Look below for the line holding "Indicate the white tent" and the line holding "Target: tan vintage car". Transcribe exactly those lines and all lines between them, nothing more.

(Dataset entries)
————

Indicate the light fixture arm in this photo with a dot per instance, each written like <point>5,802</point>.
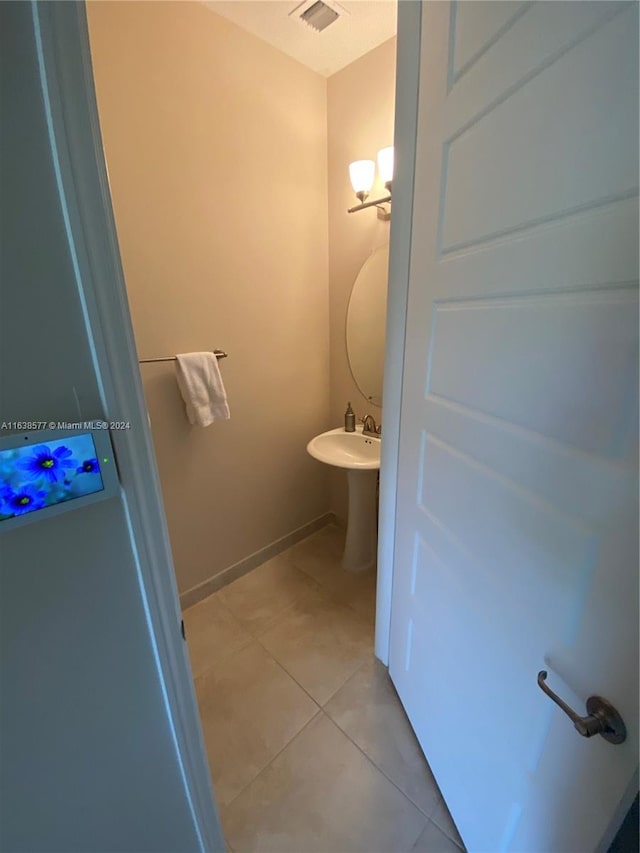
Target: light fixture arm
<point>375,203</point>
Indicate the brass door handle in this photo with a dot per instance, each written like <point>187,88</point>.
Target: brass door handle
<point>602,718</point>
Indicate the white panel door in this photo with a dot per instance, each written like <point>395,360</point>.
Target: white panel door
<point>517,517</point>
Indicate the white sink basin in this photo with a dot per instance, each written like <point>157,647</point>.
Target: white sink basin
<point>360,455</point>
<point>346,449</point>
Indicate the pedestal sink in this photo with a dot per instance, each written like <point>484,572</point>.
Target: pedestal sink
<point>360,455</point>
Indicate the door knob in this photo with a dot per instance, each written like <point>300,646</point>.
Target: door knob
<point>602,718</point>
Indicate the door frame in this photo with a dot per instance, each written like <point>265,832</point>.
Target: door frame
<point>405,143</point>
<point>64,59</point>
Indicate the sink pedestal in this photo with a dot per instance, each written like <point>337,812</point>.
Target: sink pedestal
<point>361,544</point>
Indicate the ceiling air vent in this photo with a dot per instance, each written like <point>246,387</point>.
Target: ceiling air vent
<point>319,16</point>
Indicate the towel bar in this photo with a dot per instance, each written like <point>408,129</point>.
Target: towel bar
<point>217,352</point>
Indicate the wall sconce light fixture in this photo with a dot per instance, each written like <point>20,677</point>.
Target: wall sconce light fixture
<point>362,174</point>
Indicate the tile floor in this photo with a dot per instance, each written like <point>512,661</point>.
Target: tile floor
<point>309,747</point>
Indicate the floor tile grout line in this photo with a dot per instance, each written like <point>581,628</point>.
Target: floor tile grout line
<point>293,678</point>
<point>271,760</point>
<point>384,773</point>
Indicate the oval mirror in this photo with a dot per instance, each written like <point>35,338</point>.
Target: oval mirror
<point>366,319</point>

————

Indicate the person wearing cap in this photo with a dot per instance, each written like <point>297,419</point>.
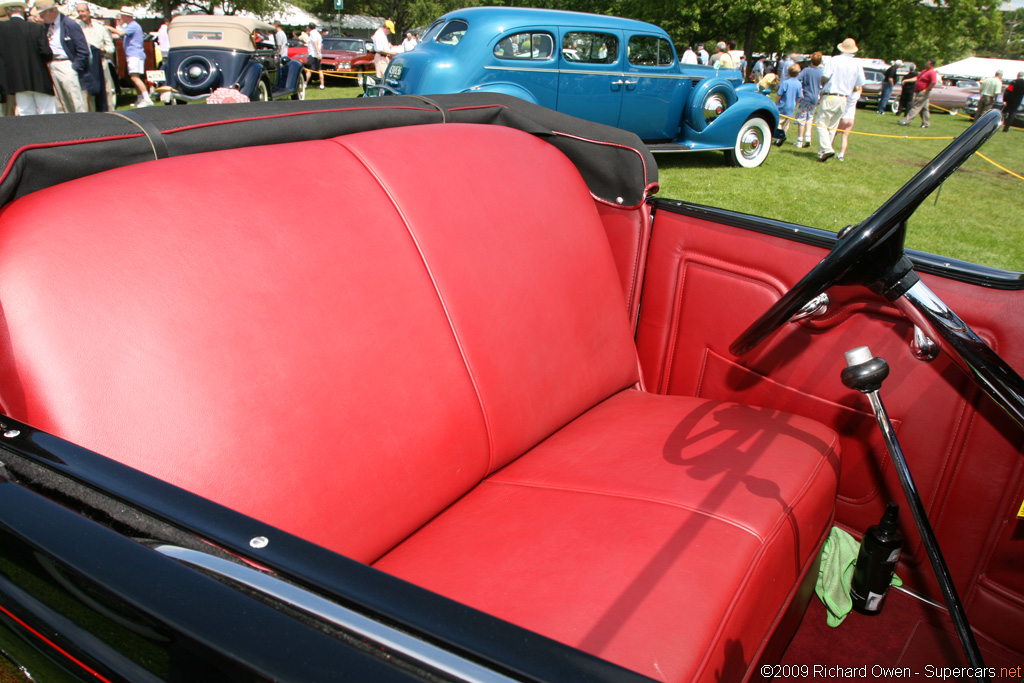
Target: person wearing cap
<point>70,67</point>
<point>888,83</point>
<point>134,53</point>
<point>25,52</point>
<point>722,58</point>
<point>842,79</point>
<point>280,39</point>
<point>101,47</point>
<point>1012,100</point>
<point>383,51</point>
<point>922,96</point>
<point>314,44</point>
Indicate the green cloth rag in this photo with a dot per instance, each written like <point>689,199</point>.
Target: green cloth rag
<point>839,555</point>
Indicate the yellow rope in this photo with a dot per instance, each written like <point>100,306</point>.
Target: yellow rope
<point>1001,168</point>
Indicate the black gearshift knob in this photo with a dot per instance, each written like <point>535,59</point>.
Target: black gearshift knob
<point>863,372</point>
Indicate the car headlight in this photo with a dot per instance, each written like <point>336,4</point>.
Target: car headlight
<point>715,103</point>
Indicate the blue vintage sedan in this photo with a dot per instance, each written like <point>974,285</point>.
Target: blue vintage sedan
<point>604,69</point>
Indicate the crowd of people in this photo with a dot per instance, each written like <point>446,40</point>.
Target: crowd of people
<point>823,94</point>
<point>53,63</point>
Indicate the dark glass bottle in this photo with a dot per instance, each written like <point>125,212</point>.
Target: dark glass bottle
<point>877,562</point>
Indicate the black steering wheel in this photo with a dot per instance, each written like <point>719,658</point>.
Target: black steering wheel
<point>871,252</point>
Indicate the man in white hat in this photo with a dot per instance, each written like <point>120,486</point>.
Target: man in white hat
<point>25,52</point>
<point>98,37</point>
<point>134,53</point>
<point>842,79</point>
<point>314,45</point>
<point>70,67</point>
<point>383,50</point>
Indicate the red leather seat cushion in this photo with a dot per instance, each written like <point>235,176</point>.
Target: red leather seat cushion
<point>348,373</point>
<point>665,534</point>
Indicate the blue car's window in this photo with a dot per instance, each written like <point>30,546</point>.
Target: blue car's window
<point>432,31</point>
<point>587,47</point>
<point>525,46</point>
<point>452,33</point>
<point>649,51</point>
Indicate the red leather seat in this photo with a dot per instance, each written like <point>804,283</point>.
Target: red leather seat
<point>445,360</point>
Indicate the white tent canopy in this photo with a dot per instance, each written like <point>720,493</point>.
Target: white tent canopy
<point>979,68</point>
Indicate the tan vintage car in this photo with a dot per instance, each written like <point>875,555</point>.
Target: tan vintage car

————

Response to this task:
Indicate the white tent canopy in this photo with a dot per instance, each written like <point>720,493</point>.
Target: white tent canopy
<point>979,68</point>
Indicate the tan vintage car in this photo with a dot per instance, each written like <point>875,555</point>.
Target: tan vintage car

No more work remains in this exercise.